→ **PAGE TEXT**:
Guayule, a humble looking but incredibly resilient desert shrub, could be one key piece of the puzzle as states in the Southwest work to find agricultural solutions to severe drought conditions and water shortages.
The University of Arizona is the lead institution for the Sustainable Bioeconomy for Arid Regions (SBAR) Center, which is funded by a research and education/extension grant through the USDA National Institute of Food and Agriculture (NIFA).
One of SBAR’s primary research areas since its establishment in 2017 has been around the viability of guayule, which is particularly well-suited to central Arizona’s growing conditions and requires about half as much water as alfalfa or cotton and yields natural rubber for tires and co-products like adhesives, hypoallergenic latex, and biofuels like stove pellets.
Bridgestone, an industry partner in SBAR, announced on Aug. 29 that it plans to invest $42 million to establish commercial operations for producing guayule at scale by 2030 while working with central Arizona farmers to target 350 new acres for the crop in the coming year. The company began a guayule initiative in 2012 when it opened a research and processing facility in Mesa, Arizona, later adding a 281-acre farm in Eloy, Arizona.
The UA grows guayule at Maricopa Agricultural Center, the Controlled Environment Agriculture Center (within the Campus Agricultural Center), and the West Campus Agricultural Center. SBAR researchers use the experimental crops to conduct irrigation, weed, disease and pest management field trials, and develop best practices for harvesting.

→ **TASK LIST**:
[A] Name every site where the guayule article says the University of Arizona grows guayule.
[B] Pick up the guayule article after its final sentence and keep writing it.

→ **INFORMATION SHOWN**:
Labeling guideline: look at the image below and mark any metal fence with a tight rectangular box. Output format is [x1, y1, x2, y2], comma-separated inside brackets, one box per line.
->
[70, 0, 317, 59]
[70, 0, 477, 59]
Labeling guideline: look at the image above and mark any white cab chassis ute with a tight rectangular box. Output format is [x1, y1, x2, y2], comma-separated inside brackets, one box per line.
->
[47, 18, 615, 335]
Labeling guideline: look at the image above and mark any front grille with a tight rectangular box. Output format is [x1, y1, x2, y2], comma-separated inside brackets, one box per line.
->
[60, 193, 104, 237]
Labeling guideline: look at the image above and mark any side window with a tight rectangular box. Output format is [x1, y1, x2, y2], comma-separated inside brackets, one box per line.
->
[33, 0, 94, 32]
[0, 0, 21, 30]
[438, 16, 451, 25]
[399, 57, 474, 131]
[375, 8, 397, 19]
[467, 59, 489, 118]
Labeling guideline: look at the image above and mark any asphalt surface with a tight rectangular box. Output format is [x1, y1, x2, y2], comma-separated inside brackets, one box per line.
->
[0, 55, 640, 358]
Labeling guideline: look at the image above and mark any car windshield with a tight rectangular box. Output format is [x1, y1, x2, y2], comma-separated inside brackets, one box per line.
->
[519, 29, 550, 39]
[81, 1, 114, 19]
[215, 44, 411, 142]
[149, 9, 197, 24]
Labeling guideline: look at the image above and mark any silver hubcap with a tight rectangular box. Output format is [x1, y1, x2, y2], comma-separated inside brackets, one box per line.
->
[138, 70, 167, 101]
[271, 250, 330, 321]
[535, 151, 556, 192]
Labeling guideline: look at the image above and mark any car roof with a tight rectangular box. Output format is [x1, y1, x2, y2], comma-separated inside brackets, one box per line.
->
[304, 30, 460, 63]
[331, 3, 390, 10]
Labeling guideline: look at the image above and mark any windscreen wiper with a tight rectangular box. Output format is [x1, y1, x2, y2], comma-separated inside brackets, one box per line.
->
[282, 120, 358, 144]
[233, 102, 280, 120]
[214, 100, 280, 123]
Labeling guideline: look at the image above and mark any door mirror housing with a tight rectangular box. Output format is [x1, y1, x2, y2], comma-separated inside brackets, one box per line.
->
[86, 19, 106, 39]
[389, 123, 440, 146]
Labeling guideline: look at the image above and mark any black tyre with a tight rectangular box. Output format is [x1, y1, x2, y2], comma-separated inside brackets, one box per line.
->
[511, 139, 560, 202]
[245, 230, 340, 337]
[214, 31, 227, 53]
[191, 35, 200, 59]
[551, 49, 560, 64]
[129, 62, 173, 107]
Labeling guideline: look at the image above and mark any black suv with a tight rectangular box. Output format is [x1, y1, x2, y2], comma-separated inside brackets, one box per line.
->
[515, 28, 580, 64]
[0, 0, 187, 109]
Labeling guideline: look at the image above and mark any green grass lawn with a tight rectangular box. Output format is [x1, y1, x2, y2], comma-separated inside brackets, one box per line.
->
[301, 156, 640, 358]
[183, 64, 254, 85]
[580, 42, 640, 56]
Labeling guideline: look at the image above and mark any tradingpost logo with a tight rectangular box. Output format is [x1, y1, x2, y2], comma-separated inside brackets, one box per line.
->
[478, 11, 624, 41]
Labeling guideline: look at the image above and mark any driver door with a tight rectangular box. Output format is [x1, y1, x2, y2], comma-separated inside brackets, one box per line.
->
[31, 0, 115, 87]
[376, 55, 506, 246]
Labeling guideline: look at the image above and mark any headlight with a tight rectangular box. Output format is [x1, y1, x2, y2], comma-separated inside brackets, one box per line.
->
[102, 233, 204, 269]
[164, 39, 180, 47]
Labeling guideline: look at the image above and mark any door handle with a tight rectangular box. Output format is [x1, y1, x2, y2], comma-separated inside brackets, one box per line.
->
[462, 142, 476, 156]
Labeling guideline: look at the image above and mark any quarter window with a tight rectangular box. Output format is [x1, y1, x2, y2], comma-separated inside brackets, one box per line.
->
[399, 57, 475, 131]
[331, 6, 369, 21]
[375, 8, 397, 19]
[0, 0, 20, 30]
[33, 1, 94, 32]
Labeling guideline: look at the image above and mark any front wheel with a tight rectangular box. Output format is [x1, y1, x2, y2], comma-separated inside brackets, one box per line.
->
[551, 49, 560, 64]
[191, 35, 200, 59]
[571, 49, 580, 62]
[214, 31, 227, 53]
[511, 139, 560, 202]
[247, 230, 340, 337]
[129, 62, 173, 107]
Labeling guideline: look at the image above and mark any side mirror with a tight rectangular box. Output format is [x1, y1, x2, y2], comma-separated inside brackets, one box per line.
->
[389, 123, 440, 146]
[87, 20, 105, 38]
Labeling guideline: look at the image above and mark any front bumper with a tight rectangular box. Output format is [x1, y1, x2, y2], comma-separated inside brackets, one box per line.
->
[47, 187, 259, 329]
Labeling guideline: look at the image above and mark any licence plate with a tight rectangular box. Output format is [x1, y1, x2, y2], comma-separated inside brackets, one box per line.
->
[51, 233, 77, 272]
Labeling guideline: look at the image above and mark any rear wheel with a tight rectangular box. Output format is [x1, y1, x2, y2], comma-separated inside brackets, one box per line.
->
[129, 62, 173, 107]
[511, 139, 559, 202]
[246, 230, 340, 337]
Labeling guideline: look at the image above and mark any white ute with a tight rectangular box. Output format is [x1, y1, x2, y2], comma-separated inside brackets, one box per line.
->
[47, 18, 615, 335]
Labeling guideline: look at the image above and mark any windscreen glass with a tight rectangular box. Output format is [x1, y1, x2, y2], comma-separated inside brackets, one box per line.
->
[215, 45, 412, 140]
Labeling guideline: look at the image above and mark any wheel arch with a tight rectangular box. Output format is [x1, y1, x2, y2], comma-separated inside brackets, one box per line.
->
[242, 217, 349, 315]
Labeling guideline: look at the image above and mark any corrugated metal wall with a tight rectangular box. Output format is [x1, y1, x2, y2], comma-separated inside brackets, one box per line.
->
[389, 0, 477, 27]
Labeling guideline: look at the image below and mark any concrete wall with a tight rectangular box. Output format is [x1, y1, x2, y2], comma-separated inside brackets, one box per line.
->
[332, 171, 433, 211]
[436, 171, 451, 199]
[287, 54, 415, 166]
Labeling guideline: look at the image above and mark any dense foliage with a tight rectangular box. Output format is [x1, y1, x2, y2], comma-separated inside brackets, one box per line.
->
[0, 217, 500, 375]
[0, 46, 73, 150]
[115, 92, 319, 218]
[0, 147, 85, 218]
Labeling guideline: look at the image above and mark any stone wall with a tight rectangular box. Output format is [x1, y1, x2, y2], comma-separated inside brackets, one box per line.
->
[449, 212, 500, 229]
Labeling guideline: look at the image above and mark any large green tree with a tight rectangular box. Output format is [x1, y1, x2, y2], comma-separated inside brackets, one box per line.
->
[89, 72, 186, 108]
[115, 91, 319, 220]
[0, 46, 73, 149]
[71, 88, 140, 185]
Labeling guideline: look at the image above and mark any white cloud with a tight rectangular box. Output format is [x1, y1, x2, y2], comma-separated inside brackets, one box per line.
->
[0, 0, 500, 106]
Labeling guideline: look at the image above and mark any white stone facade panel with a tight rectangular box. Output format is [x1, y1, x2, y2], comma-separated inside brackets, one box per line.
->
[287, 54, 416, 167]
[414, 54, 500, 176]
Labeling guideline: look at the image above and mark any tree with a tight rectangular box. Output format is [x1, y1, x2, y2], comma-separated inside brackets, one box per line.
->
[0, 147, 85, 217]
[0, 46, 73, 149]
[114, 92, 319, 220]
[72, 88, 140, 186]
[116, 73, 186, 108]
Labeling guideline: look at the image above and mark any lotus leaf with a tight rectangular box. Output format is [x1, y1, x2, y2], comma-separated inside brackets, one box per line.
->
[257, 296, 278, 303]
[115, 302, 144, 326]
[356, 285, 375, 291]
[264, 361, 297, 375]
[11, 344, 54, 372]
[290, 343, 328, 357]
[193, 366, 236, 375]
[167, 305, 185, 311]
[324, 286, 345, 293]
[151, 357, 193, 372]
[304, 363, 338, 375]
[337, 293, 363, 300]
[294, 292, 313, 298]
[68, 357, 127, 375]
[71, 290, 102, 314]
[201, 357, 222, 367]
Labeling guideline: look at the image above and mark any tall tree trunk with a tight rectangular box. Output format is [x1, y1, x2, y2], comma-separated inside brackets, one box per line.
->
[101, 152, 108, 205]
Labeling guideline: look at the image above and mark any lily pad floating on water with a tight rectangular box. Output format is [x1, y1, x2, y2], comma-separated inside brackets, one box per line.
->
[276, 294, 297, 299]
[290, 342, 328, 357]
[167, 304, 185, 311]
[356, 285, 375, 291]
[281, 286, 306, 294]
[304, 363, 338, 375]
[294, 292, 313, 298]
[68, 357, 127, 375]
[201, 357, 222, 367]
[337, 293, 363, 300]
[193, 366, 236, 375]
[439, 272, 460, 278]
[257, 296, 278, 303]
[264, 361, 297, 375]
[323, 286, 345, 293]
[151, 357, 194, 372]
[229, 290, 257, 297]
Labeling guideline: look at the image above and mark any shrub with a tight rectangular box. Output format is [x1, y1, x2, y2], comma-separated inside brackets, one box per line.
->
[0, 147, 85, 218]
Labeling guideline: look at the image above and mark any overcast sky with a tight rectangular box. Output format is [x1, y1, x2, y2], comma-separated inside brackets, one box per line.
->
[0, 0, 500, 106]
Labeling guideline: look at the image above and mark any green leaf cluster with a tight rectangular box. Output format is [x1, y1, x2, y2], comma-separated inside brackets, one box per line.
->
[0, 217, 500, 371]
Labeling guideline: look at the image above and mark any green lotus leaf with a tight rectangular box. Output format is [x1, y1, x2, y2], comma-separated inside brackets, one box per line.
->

→ **RESULTS BY TASK**:
[A]
Maricopa Agricultural Center
Controlled Environment Agriculture Center (within the Campus Agricultural Center)
West Campus Agricultural Center

[B]
UA researchers and specialists from CALS and Cooperative Extension have been leaders in SBAR guayule research across all areas. Contributing team members from the division include (José Carvalho de Souza Dias (Plant Sciences-Extension), William “Bill” McCloskey (Plant Sciences-Extension), Peter Ellsworth (Entomology), Blase Evancho (Pinal County Extension), Julia Nielson (Environmental Science), Dennis Ray (Plant Sciences-retired), Diaa El-Shikha (Biosystems Engineering), Trent Teegerstrom (Agricultural Resource Economics), and Peter Waller (Biosystems Engineering).
“As Arizona’s Land Grant University, we’ve worked with the private sector to help create better jobs and generate greater value from our natural resources since 1887,” UArizona Vice President for the Division of Agriculture, Life and Veterinary Sciences, and Cooperative Extension Shane Burgess said. “The bioeconomy is key to our current new economy initiative, and to creating more and better jobs and creating value from much less water. The research around guayule at the Maricopa Agricultural Center exemplifies this. I thank our world-class faculty and staff and our Bridgestone partners for their knowledge tenacity, and vision, that has resulted in this move toward commercialization.”
David Dierig, who leads guayule research at Bridgestone’s farm in Eloy, said SBAR’s work accelerated Bridgestone’s progress toward commercialization.
“SBAR was really a boost to this,” said Dierig, who earned his Ph.D. in genetics at UA in 1987 and wrote his dissertation on guayule. “UA has multiple researchers and disciplines, everything from looking at co-products to herbicides, logistics and transportation, and serving as a location for drip irrigation technology that’s going to save water.”
According to SBAR, guayule is highly efficient not only because of its need for less water—Dierig said guayule can use as little as 2½ acre-feet per year compared to four acre-feet for cotton and six for alfalfa—in that the entire plant can be processed, resulting in almost no waste, herbicides and insecticides are needed only for seeding, and it is easy to harvest in traditional rows.
By expanding its domestic sources of natural rubber, the U.S. would also reduce its dependence on imported products. More than 90 percent of the world’s natural rubber trees are grown in Southeast Asia.
There have been multiple attempts to scale commercialization of guayule in the U.S. over the past century. For example, the U.S. produced 3 million tons of rubber for tires from guayule during World War II, when the country was unable to rely on rubber imports.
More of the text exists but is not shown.